### Reading passage:
┌──

Monday, 14 May 2018

My wife [34F] of 5 yrs and I [34M] asked my mom [68F] to help watch our kids [2M 5F] eight months ago. She bailed to spend time w/my sister & nieces instead.

My wife and I were invited to my best friend's destination wedding 12 months ago. We were excited to have the opportunity to getaway w/o the children for the first time in four years. This was a big deal, because I had benefited from traveling for work and went on a golf trip, all while my wife was home raising our two children (including a pregnancy). She had only a few day trips (NYC, etc.) here and there with friends.

A little history: My mother is a wonderful grandmother, and has flown out to watch my two nieces while my sister and BIL went on a hand full of vacations. My wife and I have only benefited from this once, and that was in 2014. We haven't had many opportunities to travel alone together, either because of my work schedule, her pregnancy, or our budget.

We spoke to my mother and my wife's mother about watching the children in the spring, both of which agreed. Last fall, my mother went as far to say, "Oh, April, I have no plans, so that should be fine." Between my wife and I, we most have spoken to her about it 4-5 different times.

Fast forward to late January, I text my mom to confirm everything is set for April. During that time I left the country, and upon returning, I had not heard back. In late February, she texts me saying she promised my sister she would help with my nieces ballet recital the exact same week as the wedding trip, and that my sister had given her the exact dates before we spoke to her about the wedding. At that moment, my wife and I are dumbfounded.

└──

### Given instruction:
Continue the post above about the wedding trip and the broken babysitting promise, starting after its last sentence.

### Data shown:
┌──

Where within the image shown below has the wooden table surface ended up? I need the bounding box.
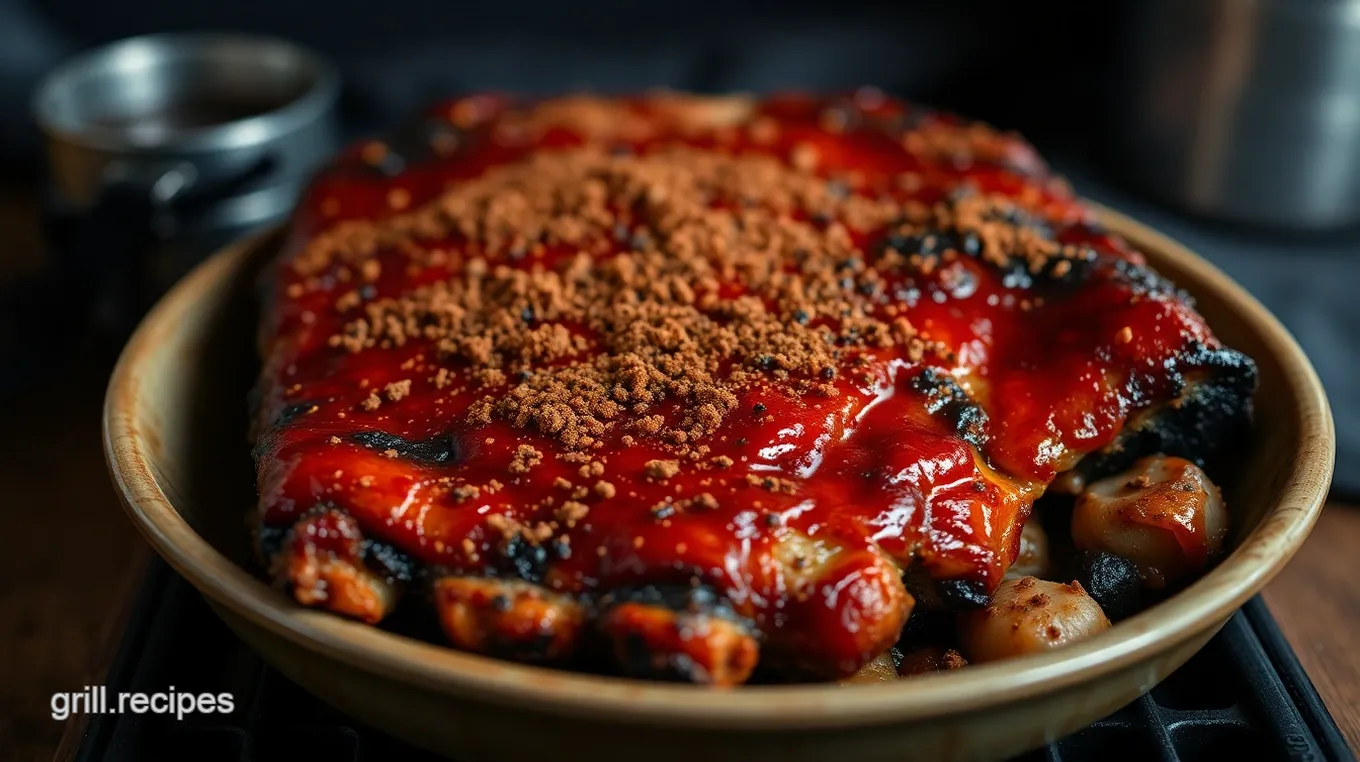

└──

### Response for this exercise:
She claims she never agreed to watch the kids, because she didn't the exact date, and so she went ahead and confirmed to help my sister w/o us even knowing.

Keep in mind, my wife and I gone to 4 sessions of couple's counseling in the fall, and this was about to stress our relationship again. My wife and I were pissed, and my wife took this especially hard because of the opportunity to go on vacation was quickly fading.

I informed my mother that this was extremely disappointing news, and that communication broke down somewhere. Suddenly my mother doesn't "recall" conversations, etc. My wife takes this especially hard, because the two of them are always the one's managing the logistics and planning for family visits, etc. The optics didn't look good either, because my mother, yet again, was going to my sister's versus being there for us in time of need.

We tried finding a nanny, but that was going to be a fortune versus the cost of flying out my mom and MIL to watch the kids. Important note: My MIL is wonderful but not terribly responsible or capable of watching children for extended periods of time (my wife and I share this perspective). Then it became clear that either I would go alone for a shorter trip, or we would just both stay home.

Fast-forward to the last two weeks. I spent 3 days traveling alone to and from the wedding. I stayed in a cheap Airbnb because I couldn't justify spending the money on myself staying and enjoying the resort (the wedding was essentially all couples).

My wife said she told my mother we'd like to go to Italy next year in the spring, and would like my mother's word that she will commit to watching the kids then if she was indeed available. There was one important exception however. My wife told my mother that only then would she get visit our home or see our, and no sooner.

I sat my wife down and asked her since she was basically punishing my mother with such terms, did she believe that the punishment fit the crime?

And then there's me. I am in the middle of this by blood and by marriage. It's a fine line for me to walk while drifting in unchartered waters. My mother did not use proper judgment when she made other plans. My wife feels betrayed and would like an apology, but my mother claims a technical reason for not being at fault. All of which made for an awkward and complex Mother's Day phone call from me last evening...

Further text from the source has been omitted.